Exercise brief: Take every entry below and copy it out word for word.

Data to use:
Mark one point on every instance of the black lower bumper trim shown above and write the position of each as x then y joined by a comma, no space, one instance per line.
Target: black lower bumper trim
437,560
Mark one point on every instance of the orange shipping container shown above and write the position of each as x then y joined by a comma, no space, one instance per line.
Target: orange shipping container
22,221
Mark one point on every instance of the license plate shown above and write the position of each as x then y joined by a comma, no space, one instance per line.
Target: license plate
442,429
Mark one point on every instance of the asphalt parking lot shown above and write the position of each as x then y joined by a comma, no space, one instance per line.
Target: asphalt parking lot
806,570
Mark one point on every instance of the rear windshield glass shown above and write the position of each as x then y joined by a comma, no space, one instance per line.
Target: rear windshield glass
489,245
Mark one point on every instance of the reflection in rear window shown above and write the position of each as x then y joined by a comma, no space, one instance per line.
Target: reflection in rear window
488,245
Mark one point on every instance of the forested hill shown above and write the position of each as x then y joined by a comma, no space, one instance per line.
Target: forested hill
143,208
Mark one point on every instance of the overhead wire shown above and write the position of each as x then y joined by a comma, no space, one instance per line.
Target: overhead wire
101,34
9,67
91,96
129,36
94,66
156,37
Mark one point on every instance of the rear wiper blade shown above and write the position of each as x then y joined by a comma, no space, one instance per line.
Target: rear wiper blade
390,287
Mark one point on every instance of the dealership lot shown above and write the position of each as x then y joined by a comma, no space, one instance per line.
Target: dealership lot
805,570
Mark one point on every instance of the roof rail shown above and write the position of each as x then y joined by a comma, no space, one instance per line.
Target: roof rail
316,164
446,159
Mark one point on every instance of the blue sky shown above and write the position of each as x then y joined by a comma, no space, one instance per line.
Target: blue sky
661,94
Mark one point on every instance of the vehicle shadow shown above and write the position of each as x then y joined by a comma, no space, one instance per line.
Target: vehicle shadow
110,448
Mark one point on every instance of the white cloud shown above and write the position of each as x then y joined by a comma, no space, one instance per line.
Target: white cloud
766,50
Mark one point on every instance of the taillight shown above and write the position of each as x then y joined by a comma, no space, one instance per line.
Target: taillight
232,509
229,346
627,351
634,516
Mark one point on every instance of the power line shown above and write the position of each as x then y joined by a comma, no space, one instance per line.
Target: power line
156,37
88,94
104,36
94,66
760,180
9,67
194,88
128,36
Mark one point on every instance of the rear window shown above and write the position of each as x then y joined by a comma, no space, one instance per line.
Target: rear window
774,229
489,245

Exercise output:
Mark one point on every instance of the black lower bumper trim shown above and write the position of each as x then y joined by a comma, no space, one instance per line.
Target: black lower bumper trim
437,560
Mark one point on every instance of the orange shipping container shown above and write the position of each as x then y joined by a comma, no space, one instance per line.
Target: orange shipping container
22,221
Mark one point on every instance of the license plate shown above and write the position of each as x then y joined by a comma, no space, one instance per line.
Target: license plate
442,429
Mark one point on every instance of the asphalt parking lot shown above and write the position of each as x then y joined by a comma, no space, one instance per line.
Target: asphalt parking lot
806,570
Mark one point on every instance of the rear windshield glass shown above and write the position of each as x then y joined by a comma, no space, one instance per line.
Target: rear windshield glass
489,245
Mark one point on every instance of the reflection in rear window shown above and write the position of each as x then y joined by a comma, no space, one instance per line.
Target: reflection in rear window
488,245
Mark one point on every instance of the forested hill shown above and write the position of each as x then y joined by a comma, no space, one instance per line.
Target: forested hill
143,208
Mark one point on every instance of the overhead wire shown above and write the position of each as x then y joined by a comma, no space, one instance per line.
Target: overhead wire
101,34
9,67
91,96
129,36
94,66
156,37
Mark one point on every instance of the rear wiper blade shown above and write the position of each as x then y joined by a comma, no space, one instance per line.
Target: rear wiper blade
390,287
Mark one point on every instance of the dealership lot shown above and write the position of each as x then y joined by a comma, no space, one instance per line.
Target: dealership lot
805,570
Mark one point on every instance of the roof rail shown above and write the position of each as x then y joined by a comma, no space, one instance per line.
Target: roof rail
316,164
446,159
Mark one point on every instance of the blue sky shown above and write the position of each as x then y joined by a comma, no space, one instance per line.
Target: blue sky
661,94
Mark one point on every instance of the vehicle shadow shown above and write the position of each as x then y joined by a comma, no space, one instance per line.
Target: vehicle shadow
110,448
Mark one point on every instance of the white cloud shown above and write the position of each as x then y joined by a comma, no space, one instance per line.
Target: white cloud
766,50
Mark one point on every instance of the taillight shown above and write the position of each as x then y joined by a comma, no space, one instance per line.
Target: taillight
232,509
229,346
627,351
634,516
Mark one point on every instance of the power line shown above and write the position of each as x then y joined by a comma, no space, one instance per line.
Target: power line
156,37
88,94
104,36
94,66
760,180
9,67
194,88
128,36
Mark one point on every instance of the rear window shown above and write the position of each as x then y joined by a comma, no space, one instance per line.
Target: rear window
774,229
489,245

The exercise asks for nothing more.